### Task
Please quote the rows below word for word, starting at the line that contains "Where can you see the wooden dock?" and ending with the last line of the rows. Leave the pictures out of your answer.

--- Begin Records for this exercise ---

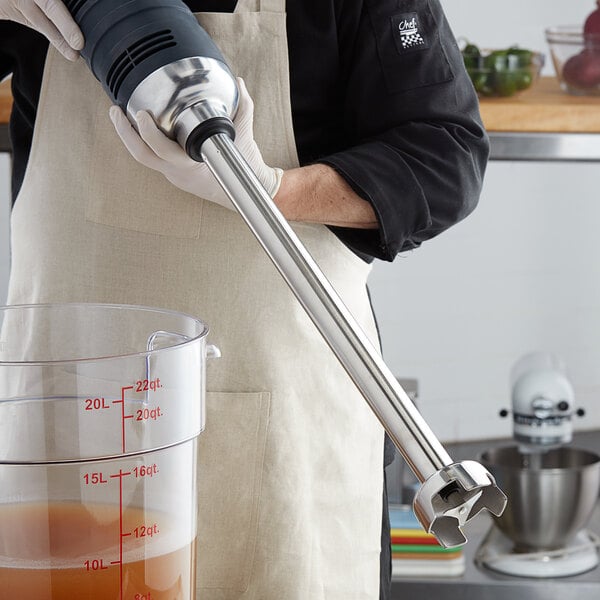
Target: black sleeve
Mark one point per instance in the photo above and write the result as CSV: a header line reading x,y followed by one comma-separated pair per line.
x,y
419,149
22,53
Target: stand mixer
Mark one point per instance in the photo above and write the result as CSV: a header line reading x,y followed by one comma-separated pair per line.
x,y
552,488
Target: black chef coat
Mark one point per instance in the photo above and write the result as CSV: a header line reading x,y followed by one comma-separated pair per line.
x,y
394,114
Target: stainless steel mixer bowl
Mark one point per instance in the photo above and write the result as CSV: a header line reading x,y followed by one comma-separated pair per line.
x,y
550,498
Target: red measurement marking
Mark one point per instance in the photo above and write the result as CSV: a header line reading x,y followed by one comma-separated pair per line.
x,y
119,562
123,415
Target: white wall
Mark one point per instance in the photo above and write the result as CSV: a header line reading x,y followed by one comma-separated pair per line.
x,y
4,220
521,274
493,24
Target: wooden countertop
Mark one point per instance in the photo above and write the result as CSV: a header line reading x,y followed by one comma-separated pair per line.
x,y
542,108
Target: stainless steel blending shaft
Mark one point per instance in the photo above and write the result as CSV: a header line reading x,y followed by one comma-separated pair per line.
x,y
452,493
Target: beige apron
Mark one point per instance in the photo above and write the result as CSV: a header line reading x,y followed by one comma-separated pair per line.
x,y
290,464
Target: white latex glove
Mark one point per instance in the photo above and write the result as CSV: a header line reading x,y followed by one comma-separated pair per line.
x,y
51,18
153,149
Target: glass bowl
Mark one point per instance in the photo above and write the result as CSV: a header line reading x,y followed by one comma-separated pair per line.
x,y
503,73
576,59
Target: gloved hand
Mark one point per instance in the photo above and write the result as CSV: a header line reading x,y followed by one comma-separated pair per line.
x,y
51,18
155,150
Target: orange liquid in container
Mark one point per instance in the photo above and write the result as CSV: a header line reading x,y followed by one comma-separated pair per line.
x,y
72,551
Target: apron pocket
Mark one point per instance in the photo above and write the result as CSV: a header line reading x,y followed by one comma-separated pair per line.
x,y
126,195
230,464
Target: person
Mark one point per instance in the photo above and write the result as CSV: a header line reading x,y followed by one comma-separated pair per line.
x,y
361,122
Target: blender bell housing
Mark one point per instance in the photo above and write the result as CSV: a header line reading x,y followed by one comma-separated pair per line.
x,y
153,55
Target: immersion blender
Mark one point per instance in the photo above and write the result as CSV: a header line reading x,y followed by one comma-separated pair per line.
x,y
153,55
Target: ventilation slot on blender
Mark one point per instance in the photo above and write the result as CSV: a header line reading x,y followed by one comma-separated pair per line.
x,y
136,53
74,6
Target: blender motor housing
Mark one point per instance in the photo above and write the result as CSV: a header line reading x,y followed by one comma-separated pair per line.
x,y
154,55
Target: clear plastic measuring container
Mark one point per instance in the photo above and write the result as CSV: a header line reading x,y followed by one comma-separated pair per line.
x,y
100,410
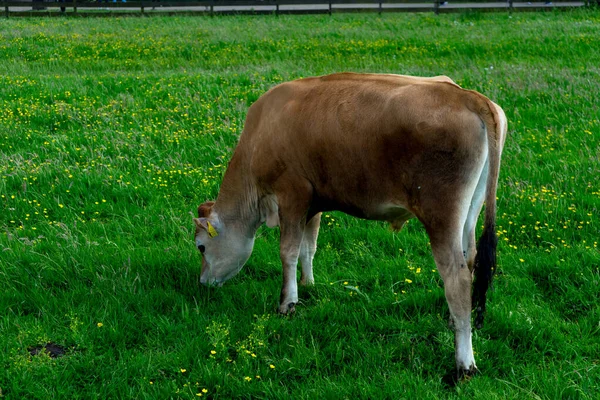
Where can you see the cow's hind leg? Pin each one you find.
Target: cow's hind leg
(308, 249)
(452, 265)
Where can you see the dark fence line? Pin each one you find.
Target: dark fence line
(100, 7)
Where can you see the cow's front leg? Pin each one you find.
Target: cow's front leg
(289, 250)
(294, 196)
(291, 242)
(308, 249)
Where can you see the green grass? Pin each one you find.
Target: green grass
(112, 130)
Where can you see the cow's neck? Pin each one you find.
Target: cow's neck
(237, 202)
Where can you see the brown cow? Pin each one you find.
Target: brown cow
(381, 147)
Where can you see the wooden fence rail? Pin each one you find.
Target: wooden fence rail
(108, 7)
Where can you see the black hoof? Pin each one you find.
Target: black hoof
(287, 310)
(465, 374)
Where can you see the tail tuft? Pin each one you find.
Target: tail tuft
(485, 266)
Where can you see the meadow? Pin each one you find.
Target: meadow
(113, 130)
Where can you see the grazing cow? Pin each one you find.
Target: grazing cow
(380, 147)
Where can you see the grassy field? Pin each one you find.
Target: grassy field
(113, 130)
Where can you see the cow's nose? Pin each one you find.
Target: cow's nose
(207, 281)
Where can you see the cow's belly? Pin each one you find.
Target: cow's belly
(395, 214)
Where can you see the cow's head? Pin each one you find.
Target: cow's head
(224, 248)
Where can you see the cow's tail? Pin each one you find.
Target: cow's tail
(485, 260)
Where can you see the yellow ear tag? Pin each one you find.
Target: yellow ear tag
(212, 232)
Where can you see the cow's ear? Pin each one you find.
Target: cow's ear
(207, 226)
(204, 209)
(201, 223)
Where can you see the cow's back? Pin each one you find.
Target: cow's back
(364, 141)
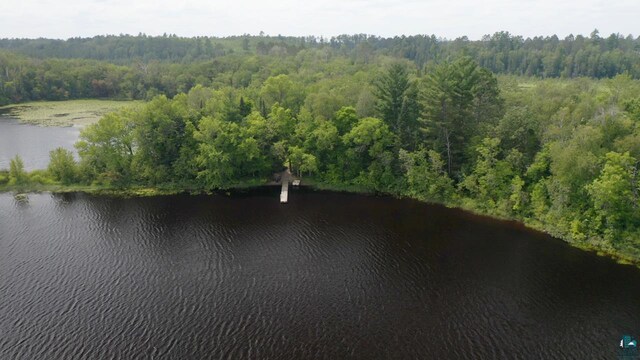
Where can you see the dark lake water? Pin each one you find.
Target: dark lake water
(327, 276)
(32, 143)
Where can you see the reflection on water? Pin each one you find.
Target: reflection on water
(326, 276)
(32, 143)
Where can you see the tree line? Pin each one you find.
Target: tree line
(140, 67)
(558, 154)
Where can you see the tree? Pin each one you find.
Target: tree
(397, 103)
(615, 193)
(426, 176)
(62, 166)
(282, 90)
(458, 100)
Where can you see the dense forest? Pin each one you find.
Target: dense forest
(451, 122)
(140, 67)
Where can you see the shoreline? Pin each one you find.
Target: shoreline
(311, 184)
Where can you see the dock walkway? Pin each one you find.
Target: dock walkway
(286, 178)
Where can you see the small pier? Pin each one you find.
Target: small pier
(284, 192)
(286, 178)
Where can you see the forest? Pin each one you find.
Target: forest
(543, 131)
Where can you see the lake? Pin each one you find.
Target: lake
(32, 142)
(327, 276)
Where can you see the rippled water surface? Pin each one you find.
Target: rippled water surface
(32, 143)
(326, 276)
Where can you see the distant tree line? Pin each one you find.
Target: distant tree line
(561, 155)
(139, 67)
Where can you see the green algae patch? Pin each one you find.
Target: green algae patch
(64, 113)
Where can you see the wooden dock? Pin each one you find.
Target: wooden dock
(284, 192)
(286, 178)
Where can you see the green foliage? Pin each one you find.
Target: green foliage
(17, 174)
(404, 116)
(62, 166)
(427, 178)
(459, 101)
(615, 194)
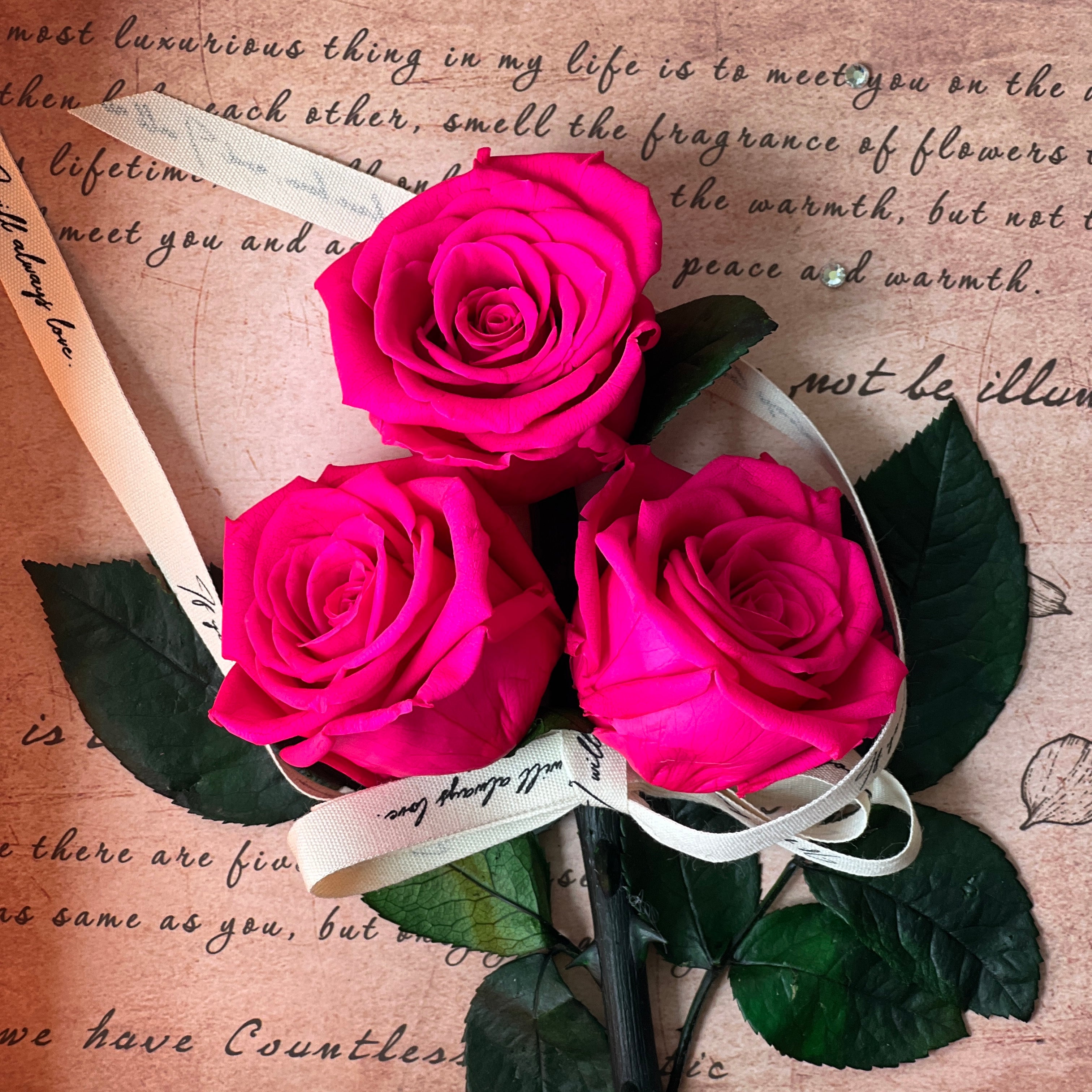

--- End Records for this exercise ---

### Exercise answer
Where can you see the wooden dock? Pin each one you find.
Target: wooden dock
(284, 192)
(286, 178)
Where can you see the green foliage? Pin each one you find.
Target: green foliage
(17, 174)
(404, 116)
(62, 166)
(427, 178)
(459, 101)
(615, 194)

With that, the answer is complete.